**SOURCE DATA:**
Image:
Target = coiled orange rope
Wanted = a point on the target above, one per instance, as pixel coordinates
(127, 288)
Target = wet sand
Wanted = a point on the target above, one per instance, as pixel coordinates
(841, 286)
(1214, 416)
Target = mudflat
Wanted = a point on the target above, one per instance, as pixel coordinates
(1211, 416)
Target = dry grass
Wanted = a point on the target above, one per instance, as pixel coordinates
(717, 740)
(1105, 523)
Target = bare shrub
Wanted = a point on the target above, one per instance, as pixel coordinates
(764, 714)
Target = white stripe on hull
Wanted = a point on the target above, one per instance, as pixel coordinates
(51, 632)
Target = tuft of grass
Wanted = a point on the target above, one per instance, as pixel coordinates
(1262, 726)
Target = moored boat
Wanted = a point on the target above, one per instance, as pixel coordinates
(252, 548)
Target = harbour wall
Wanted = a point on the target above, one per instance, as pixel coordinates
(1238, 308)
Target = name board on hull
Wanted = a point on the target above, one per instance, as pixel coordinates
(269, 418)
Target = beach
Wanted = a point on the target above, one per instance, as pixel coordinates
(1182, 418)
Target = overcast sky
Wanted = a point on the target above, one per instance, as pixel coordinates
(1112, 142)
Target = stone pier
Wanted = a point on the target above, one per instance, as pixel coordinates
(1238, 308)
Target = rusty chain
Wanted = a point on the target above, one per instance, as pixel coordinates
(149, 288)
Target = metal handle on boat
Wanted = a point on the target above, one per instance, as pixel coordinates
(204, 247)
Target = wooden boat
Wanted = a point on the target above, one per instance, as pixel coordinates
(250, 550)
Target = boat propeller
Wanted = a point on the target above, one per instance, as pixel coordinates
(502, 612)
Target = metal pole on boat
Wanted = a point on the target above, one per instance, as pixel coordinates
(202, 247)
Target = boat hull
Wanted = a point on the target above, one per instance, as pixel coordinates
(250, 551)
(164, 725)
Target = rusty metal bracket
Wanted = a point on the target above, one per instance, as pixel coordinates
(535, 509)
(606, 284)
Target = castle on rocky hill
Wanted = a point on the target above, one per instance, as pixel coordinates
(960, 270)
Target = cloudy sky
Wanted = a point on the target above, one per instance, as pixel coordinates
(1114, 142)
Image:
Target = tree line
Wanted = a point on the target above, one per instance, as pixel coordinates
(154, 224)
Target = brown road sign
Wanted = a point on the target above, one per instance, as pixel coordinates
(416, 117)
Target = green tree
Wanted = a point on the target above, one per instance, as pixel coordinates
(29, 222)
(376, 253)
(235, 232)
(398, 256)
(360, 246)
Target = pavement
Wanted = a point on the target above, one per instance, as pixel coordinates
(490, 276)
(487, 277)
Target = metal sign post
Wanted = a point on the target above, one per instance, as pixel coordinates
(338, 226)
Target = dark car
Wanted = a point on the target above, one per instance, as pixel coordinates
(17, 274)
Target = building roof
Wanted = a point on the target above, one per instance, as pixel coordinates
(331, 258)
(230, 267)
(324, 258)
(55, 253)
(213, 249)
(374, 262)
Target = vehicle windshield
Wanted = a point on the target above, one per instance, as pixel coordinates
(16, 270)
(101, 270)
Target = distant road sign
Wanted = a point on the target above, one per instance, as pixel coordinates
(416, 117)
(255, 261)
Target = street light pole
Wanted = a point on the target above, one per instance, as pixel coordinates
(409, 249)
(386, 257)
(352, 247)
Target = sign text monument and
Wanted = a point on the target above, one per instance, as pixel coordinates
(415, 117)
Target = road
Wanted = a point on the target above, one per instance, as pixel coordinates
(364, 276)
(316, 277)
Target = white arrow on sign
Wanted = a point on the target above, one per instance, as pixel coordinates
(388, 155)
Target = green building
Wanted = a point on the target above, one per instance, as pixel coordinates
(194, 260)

**STATED PROBLEM:**
Copy all of the records above, line for line, with no changes.

**TASK OUTPUT:**
Image:
Target = coiled orange rope
Wanted = a point on the target above, one per instance, as pixel coordinates
(127, 288)
Target = wet sand
Wanted = a point on the target above, one per instance, as pixel coordinates
(841, 286)
(1214, 416)
Target = mudflat
Wanted = a point on the target above, one per instance, as pixel coordinates
(1211, 416)
Target = dry grass
Wanted = a point on the target above, one per instance, as pixel coordinates
(717, 740)
(1105, 523)
Target = bare shrub
Wanted = a point on the target above, one per instance, as pixel coordinates
(764, 714)
Target = white stripe on hull
Wanted = a point on the target above, one per instance, as pixel coordinates
(51, 632)
Target = tuft of grass
Wanted = a point on the target above, one per instance, as pixel coordinates
(1262, 726)
Target = moored boat
Wanted = a point on the target above, one per instance, as pixel coordinates
(252, 548)
Target = harbour wall
Wanted = a point on the target above, one per instance, as pixel coordinates
(1238, 308)
Target = name board on hull
Wanted = a point on the target above, one per instance, as pixel coordinates
(269, 418)
Target = beach
Wanted = a point on the target above, one per instance, as pixel coordinates
(1182, 418)
Target = overcast sky
Wanted = a point on the target above, one per instance, as pixel coordinates
(1112, 142)
Target = stone pier
Wanted = a point on the target above, one per instance, as pixel coordinates
(1238, 308)
Target = rusty chain
Wanted = a point on the target above, one per instance, as pixel coordinates
(149, 288)
Target = metal handle on boat
Wanted = a point on the target above, one per instance, as pixel coordinates
(204, 247)
Target = wooden boat
Wanted = a point on the target above, one per instance, as pixel coordinates
(250, 550)
Target = boat propeller
Wanted = a point on the target above, one per instance, as pixel coordinates
(502, 612)
Target = metal pole on boat
Wanted = a point on the target above, one per instance, as pixel coordinates
(202, 247)
Target = boat hull
Wanted = a point on the target above, one per instance, as pixel coordinates
(250, 551)
(164, 725)
Target = rusty metal bracket
Wanted = a point on the target above, one per instance, as pixel coordinates
(535, 509)
(606, 284)
Target = castle on rocky hill
Wanted = a point on the target above, one per instance, as pixel coordinates
(960, 270)
Target = cloudy sky
Wanted = a point on the target above, one per instance, as pixel coordinates
(1114, 142)
Image:
Target = tree line
Wanted = a point on the target above, one per instance, as pixel coordinates
(154, 224)
Target = brown road sign
Wanted = a point on the target above, one per instance, as pixel coordinates
(416, 117)
Target = green tree
Wanted = a point on the target above, one per instance, as pixel coordinates
(29, 222)
(376, 253)
(235, 232)
(398, 256)
(360, 246)
Target = pavement
Wanted = a point on the target above, one per instance, as pixel coordinates
(490, 276)
(487, 277)
Target = metal sign post
Wanted = a point on the target above, one per instance, as pixel coordinates
(338, 226)
Target = dark car
Wanted = a point on the target above, one per instance, as pixel coordinates
(17, 274)
Target = building roof
Wanted = a point on the target above, one per instance, as pixel coordinates
(331, 258)
(230, 267)
(324, 258)
(55, 253)
(213, 249)
(374, 262)
Target = vehicle windshield
Wanted = a point on the target above, one per instance, as pixel coordinates
(16, 270)
(101, 270)
Target = distant road sign
Wanted = a point on the target above, one per instance, as pixel coordinates
(416, 117)
(255, 261)
Target = street light pole
Wanted = a point on the target above, one per instance, as pixel coordinates
(409, 249)
(386, 257)
(352, 247)
Target = sign text monument and
Wanted = a point on the target above, one per instance, as pixel coordinates
(415, 117)
Target = road
Wanted = a point on the target above, one per instance, as pixel coordinates
(364, 276)
(316, 277)
Target = white arrow on sign
Wanted = a point on the target above, one per instance, as pixel coordinates
(388, 155)
Target = green building
Wanted = a point on the target above, one per instance, as pixel coordinates
(194, 260)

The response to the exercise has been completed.